Sarah Wall-Randell’s Immaterial Book should be of interest for Shakespeare scholars for a variety of reasons. It provides a refreshing intervention in book history and offers new readings of perplexing scenes involving books in Cymbeline and The Tempest. Including episodes from Spenser’s Faerie Queene, Cervantes’s Don Quixote, and Mary Wroth’s Urania, The Immaterial Book models a cross-genre approach that reflects the intellectual context through which early modern readers would have experienced Shakespeare’s plays more closely than the more traditional Shakespeare-only approach. It is an important book, not only for those interested in romance (Shakespearean and otherwise) but also for those who wish to pursue more deeply the meanings possible to the early modern book and its potential relationships to the evolving early modern self.

The concept of the immaterial book requires some defining. It is not precisely true that the books considered in this monograph are “imaginary” (viii) or lack any material presence. Spenser depicts his Arthur as reading “Briton moniments,” which looks like a book; the imprisoned Cymbeline wakes to find a tablet deposited by Jupiter; Wroth’s Urania and Veralinda together open a magical book describing their lives up to that point. On the other hand, Britomart’s book is really a mirror; Don Quixote overhears his book narrated in a tavern; Prospero’s book is absent from stage directions, although some productions give it presence onstage. These highly disparate episodes are linked by a form of reading that eschews rational understanding to enter a state of “transforming wonder” (134) in the encounter of readers with themselves. Perhaps counterintuitively, these immaterial books, monumental and even supernatural, do not yield clear insights or increased understanding. Instead, they dematerialize “the wholeness and heft” of the material book through their “abrupt breaks, deferrals of understanding, and unexpected deflations of meaning” (2). These books all present puzzles that the concept of the immaterial book helps us to recognize and appreciate as significant events reflecting an experience of reading accessible to early moderns.

> **What the exercise asks**
Reproduce word for word the part of the review above that opens with the words containing "Sarah Wall-Randell’s Immaterial" and closes with "early modern self.".

(Records)
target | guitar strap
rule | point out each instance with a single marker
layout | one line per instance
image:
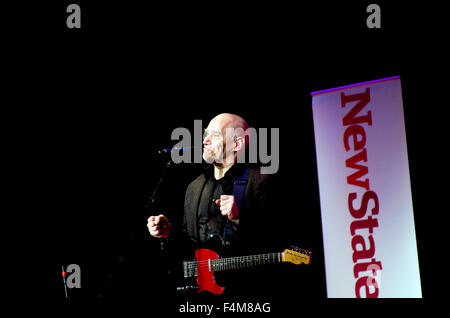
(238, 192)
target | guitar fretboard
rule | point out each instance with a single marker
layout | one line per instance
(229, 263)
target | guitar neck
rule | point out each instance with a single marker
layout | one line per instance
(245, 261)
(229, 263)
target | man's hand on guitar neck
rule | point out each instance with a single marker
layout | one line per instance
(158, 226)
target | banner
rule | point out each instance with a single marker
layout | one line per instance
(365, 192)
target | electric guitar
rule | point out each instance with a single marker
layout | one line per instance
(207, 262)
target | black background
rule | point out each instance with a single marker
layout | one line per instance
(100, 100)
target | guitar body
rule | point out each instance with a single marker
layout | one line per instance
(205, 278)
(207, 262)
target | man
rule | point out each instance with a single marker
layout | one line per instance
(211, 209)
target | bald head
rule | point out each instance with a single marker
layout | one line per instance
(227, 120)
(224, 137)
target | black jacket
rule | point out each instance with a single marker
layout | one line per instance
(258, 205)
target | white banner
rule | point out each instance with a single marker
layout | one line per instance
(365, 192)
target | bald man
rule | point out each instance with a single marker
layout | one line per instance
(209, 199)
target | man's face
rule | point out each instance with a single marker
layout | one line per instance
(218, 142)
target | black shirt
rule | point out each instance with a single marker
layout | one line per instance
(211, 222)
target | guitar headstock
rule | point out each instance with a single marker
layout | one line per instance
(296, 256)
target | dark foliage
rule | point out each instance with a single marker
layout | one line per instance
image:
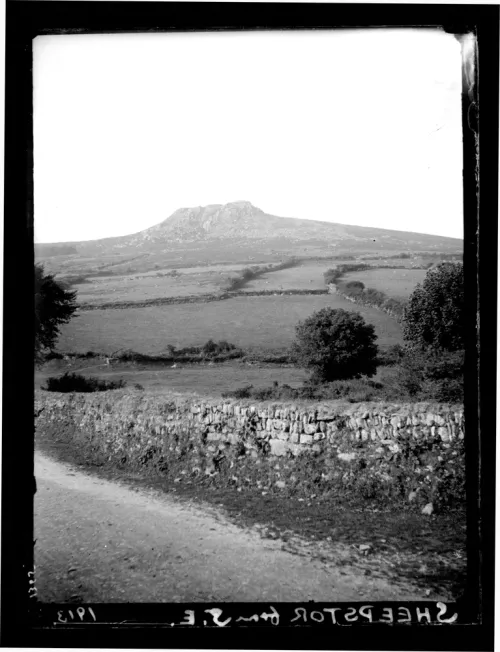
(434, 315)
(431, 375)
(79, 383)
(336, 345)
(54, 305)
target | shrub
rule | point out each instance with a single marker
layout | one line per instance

> **Exercise output**
Sarah Wall-Randell’s Immaterial Book should be of interest for Shakespeare scholars for a variety of reasons. It provides a refreshing intervention in book history and offers new readings of perplexing scenes involving books in Cymbeline and The Tempest. Including episodes from Spenser’s Faerie Queene, Cervantes’s Don Quixote, and Mary Wroth’s Urania, The Immaterial Book models a cross-genre approach that reflects the intellectual context through which early modern readers would have experienced Shakespeare’s plays more closely than the more traditional Shakespeare-only approach. It is an important book, not only for those interested in romance (Shakespearean and otherwise) but also for those who wish to pursue more deeply the meanings possible to the early modern book and its potential relationships to the evolving early modern self.